La Chronique Agora

Morosité, peur et rétention

L’humeur des gens n’a pas changé – au contraire. Or c’est de cela que pourrait dépendre l’inflation dont les autorités ont tant besoin. Place aux illusionnistes…

Le mythe de la bonne inflation – dont nous avons commencé à parler vendredi – a une fonction : il est destiné à masquer le sens profond des politiques monétaires et budgétaires qui sont menées. Il est destiné à couvrir les transferts occultes, les prélèvements intertemporels – bref, il sert à aveugler.

Ce mythe est un voile, un opacifiant. C’est un auxiliaire du pouvoir des illusionnistes. Il s’agit de détourner de la vue, de détourner de poser les bonnes questions.

L’inflation va-t-elle augmenter une fois que les verrous de la pandémie auront été assouplis ?

Nul ne le sait : on trouve autant d’opinions dans un sens que dans l’autre, autant de partisans de la thèse déflationniste que de partisans de la thèse inflationniste, ou même de la thèse hyperinflationniste.

La réalité est que personne ne sait et surtout que personne ne peut savoir. La seule certitude que j’ai, moi, c’est que l’on ne peut pas savoir.

Rien n’est écrit, rien n’est joué

L’inflation, la vraie, s’installe quand se met en branle l’échelle de perroquet qui symbolise la course entre les prix et les salaires. Or à ce jour, rien ne permet de discerner quoi que ce soit en ce sens. Il n’y a pas de course entre les prix et les salaires, il n’y a pas d’engrenage susceptible de se mettre en branle.

Il n’y a pas non plus de rapport de forces, pas de tension pour qu’un facteur de production s’approprie une part plus grande du revenu national. L’inflation suppose une tension en action réelle pour s’accaparer une part plus grande du revenu national. Aucun rapport de forces ne va dans cette direction.

Depuis un autre point de vue, l’inflation traduit, exprime, un arbitrage entre les biens et services réels et la détention de monnaie.

Je ne vois rien à ce stade qui permette de penser que les préférences ont changé, que ces arbitrages changent et que l’on désire moins la possession de monnaie et, symétriquement, plus de biens et de services. Les biens et services ne sont pas plus désirables qu’ils ne l’étaient avant.

* * * *

> [CONSIGNE]: Recopiez le passage de l'extrait sur l'inflation qui commence par « L’humeur des gens » et se poursuit jusqu'à « été assouplis ? ». Les entrées fournies ne sont pas utiles ici.

> [ENTRÉES FOURNIES]:

* * * *

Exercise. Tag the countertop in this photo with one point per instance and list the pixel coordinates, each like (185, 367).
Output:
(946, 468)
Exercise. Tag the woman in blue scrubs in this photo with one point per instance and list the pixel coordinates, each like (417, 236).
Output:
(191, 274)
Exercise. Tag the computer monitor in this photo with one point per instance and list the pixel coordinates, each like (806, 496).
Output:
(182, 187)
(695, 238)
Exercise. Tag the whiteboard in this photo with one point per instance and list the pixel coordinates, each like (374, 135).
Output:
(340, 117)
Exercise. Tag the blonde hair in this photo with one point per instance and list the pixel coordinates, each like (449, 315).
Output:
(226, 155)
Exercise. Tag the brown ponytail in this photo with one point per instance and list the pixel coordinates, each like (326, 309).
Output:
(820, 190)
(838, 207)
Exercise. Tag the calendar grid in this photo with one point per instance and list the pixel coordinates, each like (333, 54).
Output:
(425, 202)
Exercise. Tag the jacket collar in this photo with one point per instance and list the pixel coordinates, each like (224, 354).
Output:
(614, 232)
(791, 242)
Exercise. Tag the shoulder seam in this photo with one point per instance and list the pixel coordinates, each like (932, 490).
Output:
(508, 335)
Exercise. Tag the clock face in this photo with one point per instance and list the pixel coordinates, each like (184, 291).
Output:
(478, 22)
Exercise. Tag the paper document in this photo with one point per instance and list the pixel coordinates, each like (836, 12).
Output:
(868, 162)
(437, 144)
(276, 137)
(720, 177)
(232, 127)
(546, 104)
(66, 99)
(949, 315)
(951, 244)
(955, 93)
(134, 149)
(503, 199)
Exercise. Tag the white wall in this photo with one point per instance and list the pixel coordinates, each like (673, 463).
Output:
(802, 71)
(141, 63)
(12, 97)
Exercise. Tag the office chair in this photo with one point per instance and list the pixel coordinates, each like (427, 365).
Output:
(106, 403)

* * * *

> [RÉPONSE]:
L’humeur des gens n’a pas changé – au contraire. Or c’est de cela que pourrait dépendre l’inflation dont les autorités ont tant besoin. Place aux illusionnistes…

Le mythe de la bonne inflation – dont nous avons commencé à parler vendredi – a une fonction : il est destiné à masquer le sens profond des politiques monétaires et budgétaires qui sont menées. Il est destiné à couvrir les transferts occultes, les prélèvements intertemporels – bref, il sert à aveugler.

Ce mythe est un voile, un opacifiant. C’est un auxiliaire du pouvoir des illusionnistes. Il s’agit de détourner de la vue, de détourner de poser les bonnes questions.

L’inflation va-t-elle augmenter une fois que les verrous de la pandémie auront été assouplis ?